[Point localization data]
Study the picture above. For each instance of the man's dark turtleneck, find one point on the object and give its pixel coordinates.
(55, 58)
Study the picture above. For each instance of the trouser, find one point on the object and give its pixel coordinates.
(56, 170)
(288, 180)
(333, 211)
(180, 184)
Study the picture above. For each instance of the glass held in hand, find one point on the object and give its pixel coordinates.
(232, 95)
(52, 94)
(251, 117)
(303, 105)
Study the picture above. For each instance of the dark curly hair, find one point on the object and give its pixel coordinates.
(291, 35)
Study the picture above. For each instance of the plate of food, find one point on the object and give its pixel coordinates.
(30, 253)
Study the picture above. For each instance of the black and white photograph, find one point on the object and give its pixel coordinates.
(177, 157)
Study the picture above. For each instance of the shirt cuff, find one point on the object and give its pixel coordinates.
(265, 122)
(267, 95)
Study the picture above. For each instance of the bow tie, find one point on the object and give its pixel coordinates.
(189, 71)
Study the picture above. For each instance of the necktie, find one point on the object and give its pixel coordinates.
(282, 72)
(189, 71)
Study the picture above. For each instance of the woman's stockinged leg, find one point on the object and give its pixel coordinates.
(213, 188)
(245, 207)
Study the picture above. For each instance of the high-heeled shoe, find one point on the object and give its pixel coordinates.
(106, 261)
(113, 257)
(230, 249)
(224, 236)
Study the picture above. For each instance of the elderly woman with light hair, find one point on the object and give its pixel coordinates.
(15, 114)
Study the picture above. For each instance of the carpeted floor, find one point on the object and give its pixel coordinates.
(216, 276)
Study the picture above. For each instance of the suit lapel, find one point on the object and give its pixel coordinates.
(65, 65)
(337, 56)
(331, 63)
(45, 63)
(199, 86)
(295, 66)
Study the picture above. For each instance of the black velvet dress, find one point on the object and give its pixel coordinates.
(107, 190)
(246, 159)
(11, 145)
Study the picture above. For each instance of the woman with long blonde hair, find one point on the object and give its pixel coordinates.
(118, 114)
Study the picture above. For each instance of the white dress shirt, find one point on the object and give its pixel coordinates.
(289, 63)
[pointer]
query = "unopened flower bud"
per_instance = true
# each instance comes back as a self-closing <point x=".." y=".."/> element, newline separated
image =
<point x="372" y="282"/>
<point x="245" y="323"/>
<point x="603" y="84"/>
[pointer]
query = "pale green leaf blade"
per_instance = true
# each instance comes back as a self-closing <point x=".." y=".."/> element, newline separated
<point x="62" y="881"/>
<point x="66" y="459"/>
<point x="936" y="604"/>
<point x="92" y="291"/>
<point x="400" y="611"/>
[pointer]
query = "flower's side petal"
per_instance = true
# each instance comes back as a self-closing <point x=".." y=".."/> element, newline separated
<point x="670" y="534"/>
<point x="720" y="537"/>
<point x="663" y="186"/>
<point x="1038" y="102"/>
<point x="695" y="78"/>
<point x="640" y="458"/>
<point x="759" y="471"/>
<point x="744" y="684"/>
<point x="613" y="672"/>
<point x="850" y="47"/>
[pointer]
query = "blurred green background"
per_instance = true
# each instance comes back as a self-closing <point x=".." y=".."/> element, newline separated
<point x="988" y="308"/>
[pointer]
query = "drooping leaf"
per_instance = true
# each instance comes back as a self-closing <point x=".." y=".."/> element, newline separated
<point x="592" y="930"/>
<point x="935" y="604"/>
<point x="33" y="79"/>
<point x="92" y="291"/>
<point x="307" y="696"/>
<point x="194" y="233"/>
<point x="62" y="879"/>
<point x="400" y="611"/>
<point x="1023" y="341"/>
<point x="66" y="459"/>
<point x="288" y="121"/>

● ACTION ITEM
What lines in the data hold the word "leaf"? Return them.

● EXERCISE ANSWER
query = "pale green leaf blade"
query = "drooping leaf"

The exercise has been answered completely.